Extract each line of the data below that contains the string "query".

── RAW DATA ──

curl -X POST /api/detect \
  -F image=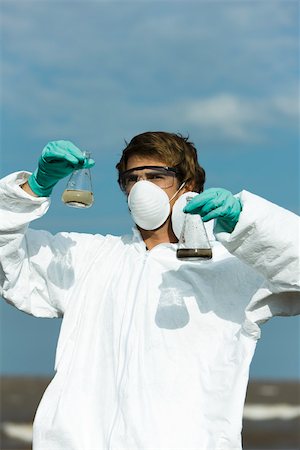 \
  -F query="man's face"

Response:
[122,155,185,207]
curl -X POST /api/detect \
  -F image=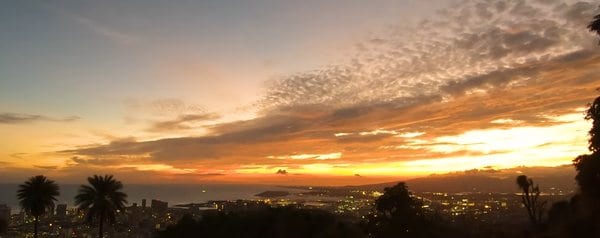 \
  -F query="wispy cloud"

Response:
[57,1,600,182]
[0,112,80,124]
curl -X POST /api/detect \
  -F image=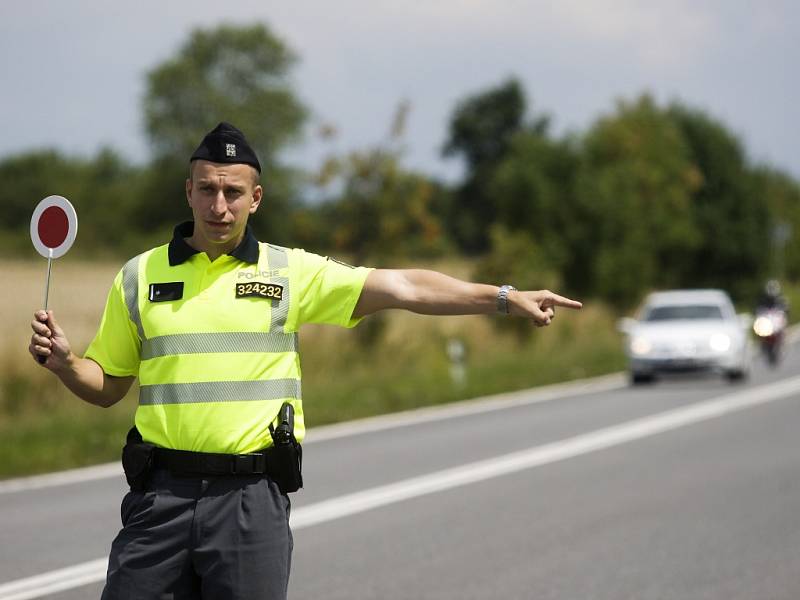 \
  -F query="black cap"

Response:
[189,122,261,173]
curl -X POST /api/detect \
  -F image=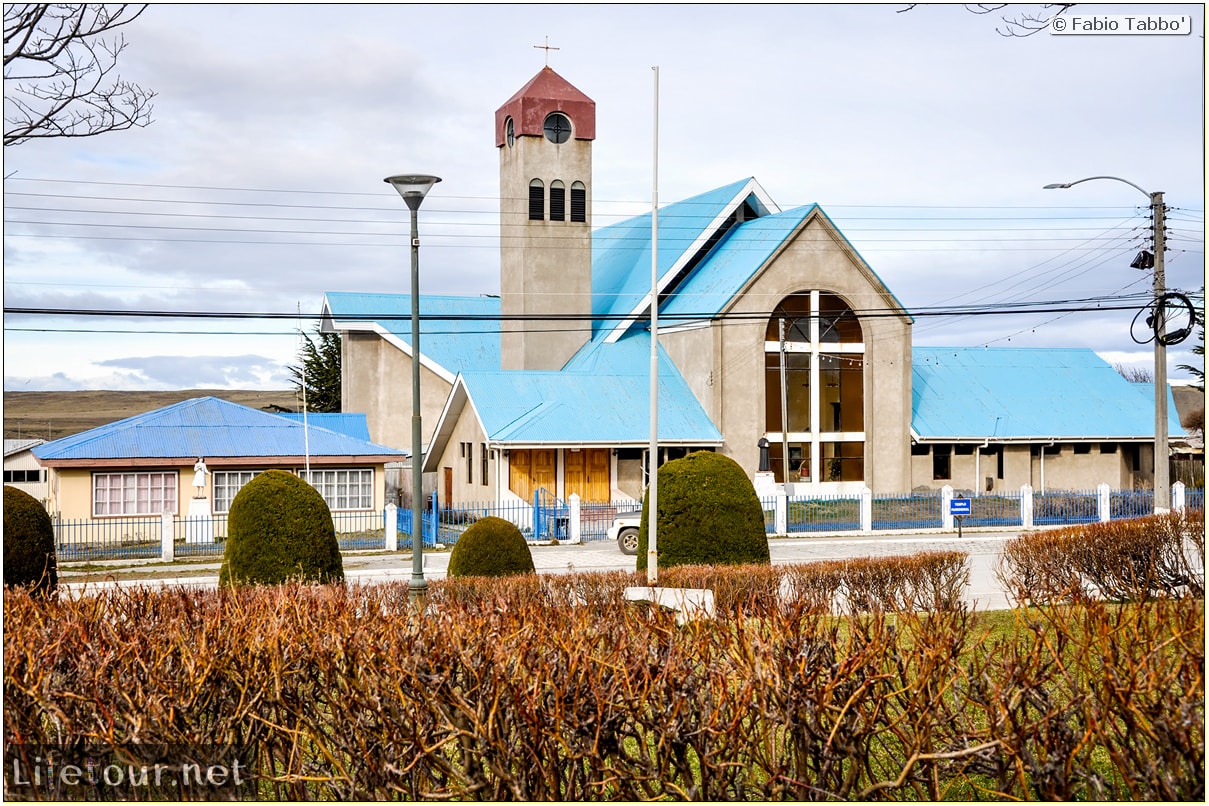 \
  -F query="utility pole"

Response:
[1150,191,1172,515]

───

* [EXERCISE RESPONSE]:
  -F query="man's face"
  -F query="wispy cloud"
  -F query="black cap"
  -F query="utility pole"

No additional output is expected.